[Begin]

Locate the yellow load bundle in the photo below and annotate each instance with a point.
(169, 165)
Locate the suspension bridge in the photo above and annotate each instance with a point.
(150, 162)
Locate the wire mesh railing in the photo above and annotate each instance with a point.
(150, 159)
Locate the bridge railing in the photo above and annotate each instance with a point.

[End]

■ **Task brief**:
Rewrite every one of the rows above, substituting "Find" for each occurrence of "Locate" and leaving everything else unchanged.

■ **Response to this task**:
Find the yellow load bundle in the photo below and annotate each instance with a point.
(169, 165)
Find the suspension bridge in the photo above and annotate each instance with a point.
(150, 162)
Find the wire mesh railing in the photo above and annotate each instance with a point.
(150, 159)
Find the bridge railing in the photo above and annotate each instance with a point.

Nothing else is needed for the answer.